Convert the entries below into a Markdown table with the columns Row and Line, starting at the first line and going on through the line containing "(1119, 728)". Number each row, skip blank lines, and leave the pictures out.

================

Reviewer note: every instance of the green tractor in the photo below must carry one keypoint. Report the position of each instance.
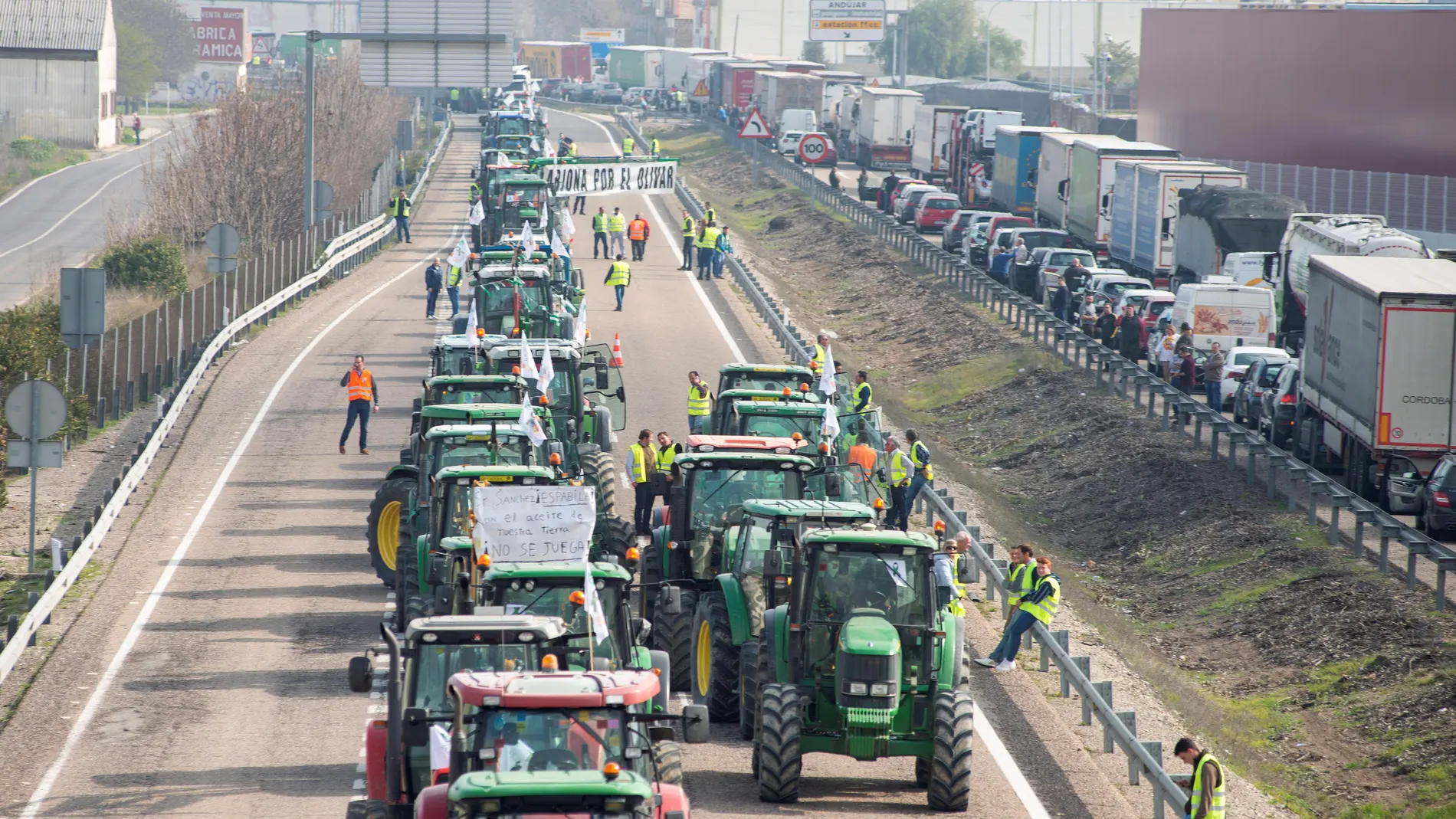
(861, 662)
(731, 613)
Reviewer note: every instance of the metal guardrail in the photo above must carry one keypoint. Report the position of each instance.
(341, 252)
(1119, 728)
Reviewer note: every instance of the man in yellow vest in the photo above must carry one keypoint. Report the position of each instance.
(699, 403)
(399, 208)
(642, 466)
(689, 239)
(619, 275)
(1208, 786)
(363, 391)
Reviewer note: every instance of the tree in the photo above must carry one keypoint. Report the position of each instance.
(136, 60)
(1121, 66)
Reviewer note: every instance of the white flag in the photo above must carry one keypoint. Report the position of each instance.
(530, 424)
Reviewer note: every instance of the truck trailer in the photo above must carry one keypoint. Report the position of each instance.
(1376, 373)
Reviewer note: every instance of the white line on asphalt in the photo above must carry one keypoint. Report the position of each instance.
(667, 234)
(32, 808)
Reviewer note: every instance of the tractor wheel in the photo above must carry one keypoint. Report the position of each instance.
(715, 660)
(747, 687)
(951, 765)
(779, 757)
(388, 513)
(669, 762)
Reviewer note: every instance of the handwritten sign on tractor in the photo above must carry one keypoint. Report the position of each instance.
(532, 524)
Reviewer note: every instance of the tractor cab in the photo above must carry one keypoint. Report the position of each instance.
(421, 663)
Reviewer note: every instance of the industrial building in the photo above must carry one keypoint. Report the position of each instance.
(58, 71)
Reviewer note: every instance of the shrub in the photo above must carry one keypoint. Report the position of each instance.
(152, 264)
(31, 149)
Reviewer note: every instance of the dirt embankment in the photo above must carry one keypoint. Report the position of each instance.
(1330, 686)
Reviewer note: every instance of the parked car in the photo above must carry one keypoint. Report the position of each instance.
(1248, 398)
(1281, 403)
(933, 211)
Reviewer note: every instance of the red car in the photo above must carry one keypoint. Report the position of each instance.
(935, 210)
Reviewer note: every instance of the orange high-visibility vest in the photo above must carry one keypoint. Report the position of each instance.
(362, 388)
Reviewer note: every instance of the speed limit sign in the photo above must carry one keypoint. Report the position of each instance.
(813, 149)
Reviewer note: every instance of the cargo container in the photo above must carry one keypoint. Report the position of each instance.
(1376, 372)
(635, 66)
(1014, 176)
(1142, 239)
(1053, 176)
(782, 90)
(556, 60)
(931, 153)
(1091, 185)
(886, 127)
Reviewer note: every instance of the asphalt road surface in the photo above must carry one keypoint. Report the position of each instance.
(205, 676)
(60, 220)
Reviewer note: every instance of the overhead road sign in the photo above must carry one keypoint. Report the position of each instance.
(846, 21)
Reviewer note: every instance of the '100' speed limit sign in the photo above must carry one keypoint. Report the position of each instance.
(813, 149)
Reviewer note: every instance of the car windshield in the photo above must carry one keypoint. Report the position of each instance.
(888, 582)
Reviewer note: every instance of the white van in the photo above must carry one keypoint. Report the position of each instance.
(1229, 315)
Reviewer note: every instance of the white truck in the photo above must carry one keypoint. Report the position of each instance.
(1378, 373)
(886, 127)
(931, 153)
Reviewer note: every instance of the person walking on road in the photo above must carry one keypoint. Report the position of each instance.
(638, 231)
(618, 228)
(619, 275)
(689, 241)
(435, 280)
(399, 208)
(699, 403)
(1206, 786)
(900, 470)
(598, 233)
(363, 391)
(642, 464)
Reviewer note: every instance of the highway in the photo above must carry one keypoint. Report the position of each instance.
(205, 675)
(60, 220)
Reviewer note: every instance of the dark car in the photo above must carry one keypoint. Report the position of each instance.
(1281, 402)
(1248, 398)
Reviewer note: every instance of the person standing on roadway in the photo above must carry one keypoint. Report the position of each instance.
(699, 403)
(399, 208)
(619, 275)
(1208, 788)
(689, 241)
(435, 280)
(363, 391)
(618, 228)
(638, 231)
(642, 464)
(598, 233)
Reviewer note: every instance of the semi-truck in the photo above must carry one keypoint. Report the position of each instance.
(1090, 188)
(1018, 158)
(931, 152)
(1376, 372)
(1142, 239)
(886, 127)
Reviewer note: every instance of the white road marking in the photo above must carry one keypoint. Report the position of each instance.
(32, 808)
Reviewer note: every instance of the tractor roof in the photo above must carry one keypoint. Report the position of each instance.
(555, 690)
(474, 629)
(555, 569)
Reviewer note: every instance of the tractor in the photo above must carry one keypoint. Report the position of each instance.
(731, 613)
(421, 660)
(858, 660)
(556, 744)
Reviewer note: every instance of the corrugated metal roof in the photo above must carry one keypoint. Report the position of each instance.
(71, 25)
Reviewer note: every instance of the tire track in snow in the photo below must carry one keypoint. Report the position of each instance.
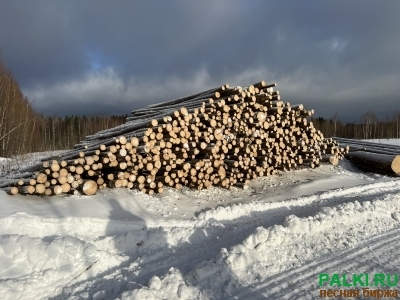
(245, 219)
(303, 280)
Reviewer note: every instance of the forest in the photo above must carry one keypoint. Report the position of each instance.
(23, 130)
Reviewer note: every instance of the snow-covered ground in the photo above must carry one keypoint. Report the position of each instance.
(268, 242)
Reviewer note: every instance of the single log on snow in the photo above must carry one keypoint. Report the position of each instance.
(380, 163)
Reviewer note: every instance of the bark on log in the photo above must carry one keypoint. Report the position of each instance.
(380, 163)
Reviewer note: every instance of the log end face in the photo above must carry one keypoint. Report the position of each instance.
(89, 187)
(396, 165)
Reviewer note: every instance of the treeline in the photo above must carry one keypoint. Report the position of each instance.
(369, 127)
(22, 130)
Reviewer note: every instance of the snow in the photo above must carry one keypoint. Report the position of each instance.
(270, 241)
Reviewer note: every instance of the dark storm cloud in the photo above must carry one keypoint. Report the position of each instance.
(105, 56)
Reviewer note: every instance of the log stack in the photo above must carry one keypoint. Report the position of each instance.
(373, 157)
(223, 137)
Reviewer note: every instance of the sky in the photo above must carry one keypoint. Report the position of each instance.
(111, 57)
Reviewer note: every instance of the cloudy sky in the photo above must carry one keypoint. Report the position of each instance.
(95, 57)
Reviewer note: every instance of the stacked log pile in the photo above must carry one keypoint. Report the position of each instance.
(373, 157)
(224, 137)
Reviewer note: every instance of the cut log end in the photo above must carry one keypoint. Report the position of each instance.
(89, 187)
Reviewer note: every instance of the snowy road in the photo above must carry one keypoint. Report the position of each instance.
(269, 242)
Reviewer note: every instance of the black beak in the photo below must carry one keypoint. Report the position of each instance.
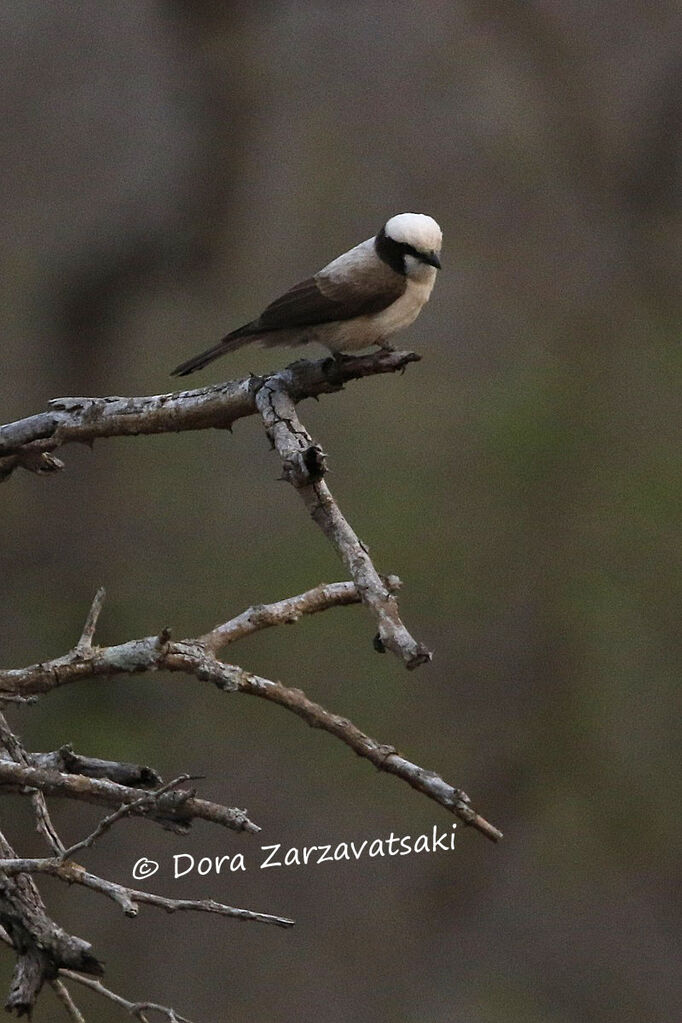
(433, 260)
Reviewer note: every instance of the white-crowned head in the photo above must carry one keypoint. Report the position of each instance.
(416, 237)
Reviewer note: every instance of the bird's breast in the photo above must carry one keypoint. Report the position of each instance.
(406, 309)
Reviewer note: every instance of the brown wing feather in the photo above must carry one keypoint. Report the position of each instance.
(317, 300)
(307, 305)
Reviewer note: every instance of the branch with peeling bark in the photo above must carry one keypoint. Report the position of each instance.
(45, 952)
(29, 443)
(196, 657)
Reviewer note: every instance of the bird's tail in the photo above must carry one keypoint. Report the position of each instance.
(228, 344)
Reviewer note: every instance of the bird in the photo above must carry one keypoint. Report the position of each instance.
(358, 300)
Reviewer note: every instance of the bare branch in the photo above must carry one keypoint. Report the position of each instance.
(383, 757)
(85, 642)
(69, 762)
(64, 997)
(192, 658)
(304, 466)
(126, 897)
(28, 443)
(145, 802)
(174, 810)
(133, 1008)
(263, 616)
(43, 820)
(42, 946)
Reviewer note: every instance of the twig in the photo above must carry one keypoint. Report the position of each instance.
(263, 616)
(192, 658)
(174, 810)
(28, 443)
(85, 642)
(143, 803)
(64, 997)
(128, 898)
(132, 1008)
(43, 820)
(42, 946)
(69, 762)
(304, 466)
(383, 757)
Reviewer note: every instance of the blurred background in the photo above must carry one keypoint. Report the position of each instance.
(168, 169)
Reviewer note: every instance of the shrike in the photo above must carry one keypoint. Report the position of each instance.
(358, 300)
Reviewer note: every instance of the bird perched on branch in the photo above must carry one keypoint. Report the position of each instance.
(358, 300)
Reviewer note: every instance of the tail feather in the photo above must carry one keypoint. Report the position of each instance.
(228, 344)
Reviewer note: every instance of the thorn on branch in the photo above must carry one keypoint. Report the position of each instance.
(84, 646)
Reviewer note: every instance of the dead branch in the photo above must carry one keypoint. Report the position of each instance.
(29, 443)
(191, 657)
(304, 466)
(174, 810)
(286, 612)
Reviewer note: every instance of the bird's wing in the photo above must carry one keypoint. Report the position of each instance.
(326, 298)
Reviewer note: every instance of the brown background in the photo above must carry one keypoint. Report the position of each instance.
(168, 169)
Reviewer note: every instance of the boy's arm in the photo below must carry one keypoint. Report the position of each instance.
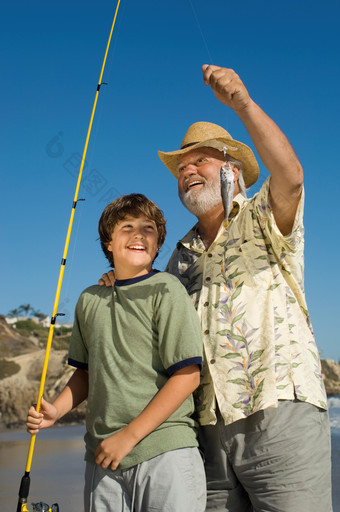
(75, 392)
(179, 386)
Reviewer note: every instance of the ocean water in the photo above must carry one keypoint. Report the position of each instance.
(58, 466)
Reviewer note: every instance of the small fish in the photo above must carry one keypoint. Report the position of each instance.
(227, 188)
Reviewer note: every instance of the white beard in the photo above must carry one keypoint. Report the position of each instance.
(199, 202)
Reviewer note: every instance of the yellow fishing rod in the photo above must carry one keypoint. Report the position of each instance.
(25, 481)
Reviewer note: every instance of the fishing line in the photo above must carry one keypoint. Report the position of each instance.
(25, 481)
(201, 31)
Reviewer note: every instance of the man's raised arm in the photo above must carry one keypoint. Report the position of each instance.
(271, 144)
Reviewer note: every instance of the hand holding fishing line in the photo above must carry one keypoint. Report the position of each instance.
(43, 419)
(227, 87)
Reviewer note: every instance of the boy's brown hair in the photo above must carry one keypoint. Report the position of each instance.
(134, 205)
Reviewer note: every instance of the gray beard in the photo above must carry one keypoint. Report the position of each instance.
(200, 202)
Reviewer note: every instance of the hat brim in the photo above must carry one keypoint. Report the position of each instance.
(234, 148)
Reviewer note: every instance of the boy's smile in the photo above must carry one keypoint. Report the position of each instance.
(134, 245)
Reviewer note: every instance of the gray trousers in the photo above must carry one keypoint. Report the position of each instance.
(276, 460)
(171, 482)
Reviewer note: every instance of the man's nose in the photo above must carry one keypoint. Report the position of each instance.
(138, 233)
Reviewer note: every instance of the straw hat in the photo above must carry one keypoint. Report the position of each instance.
(213, 136)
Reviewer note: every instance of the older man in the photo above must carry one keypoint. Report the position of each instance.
(261, 404)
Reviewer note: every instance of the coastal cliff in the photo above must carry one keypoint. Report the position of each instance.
(21, 363)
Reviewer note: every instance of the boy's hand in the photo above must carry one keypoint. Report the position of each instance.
(43, 419)
(113, 449)
(107, 279)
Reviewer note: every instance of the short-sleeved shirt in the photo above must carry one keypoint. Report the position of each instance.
(131, 338)
(249, 292)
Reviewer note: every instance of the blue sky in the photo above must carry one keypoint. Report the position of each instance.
(287, 54)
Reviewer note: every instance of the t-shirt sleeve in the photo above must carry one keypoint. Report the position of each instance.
(179, 330)
(78, 353)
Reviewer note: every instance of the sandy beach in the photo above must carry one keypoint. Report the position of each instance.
(58, 467)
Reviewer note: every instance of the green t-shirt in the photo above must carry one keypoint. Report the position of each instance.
(131, 338)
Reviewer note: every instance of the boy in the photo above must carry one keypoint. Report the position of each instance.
(137, 350)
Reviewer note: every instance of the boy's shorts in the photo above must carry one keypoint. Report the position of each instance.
(171, 482)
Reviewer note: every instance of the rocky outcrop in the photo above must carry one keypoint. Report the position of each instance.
(19, 390)
(12, 343)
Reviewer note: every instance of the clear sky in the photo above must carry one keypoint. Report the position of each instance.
(287, 54)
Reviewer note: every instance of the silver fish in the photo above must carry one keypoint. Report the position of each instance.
(227, 188)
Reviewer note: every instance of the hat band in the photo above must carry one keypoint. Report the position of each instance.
(188, 145)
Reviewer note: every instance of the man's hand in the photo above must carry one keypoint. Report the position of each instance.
(107, 279)
(43, 419)
(227, 87)
(113, 449)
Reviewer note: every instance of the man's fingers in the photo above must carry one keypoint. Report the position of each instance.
(212, 73)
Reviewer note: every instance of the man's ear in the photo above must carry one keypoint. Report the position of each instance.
(236, 172)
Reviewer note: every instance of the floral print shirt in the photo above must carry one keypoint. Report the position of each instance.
(249, 292)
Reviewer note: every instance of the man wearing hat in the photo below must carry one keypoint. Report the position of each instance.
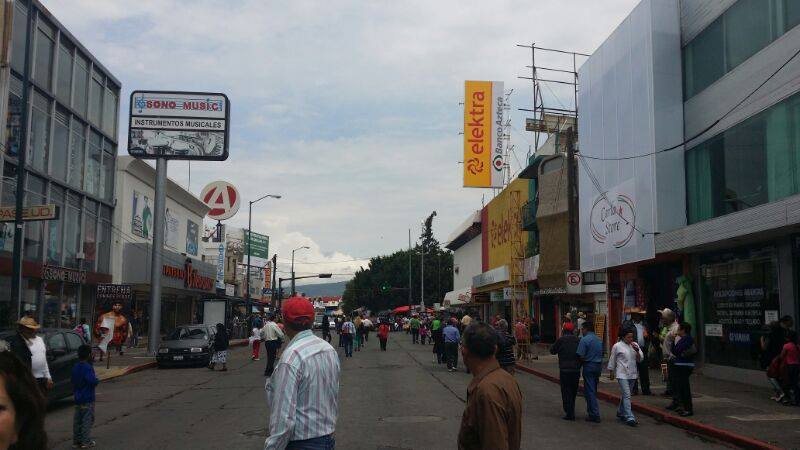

================

_THE COMPLETED TASK:_
| Row | Line |
|---|---|
| 1 | Reviewer note: every instance of the green tractor in the photo below must carry one keypoint. Report the position of each instance. |
| 2 | (861, 662) |
| 3 | (731, 613) |
| 4 | Reviewer note: every instance of the metal guardrail in the photo above must carry one keypoint. Report the position of each instance. |
| 5 | (341, 252) |
| 6 | (1119, 728) |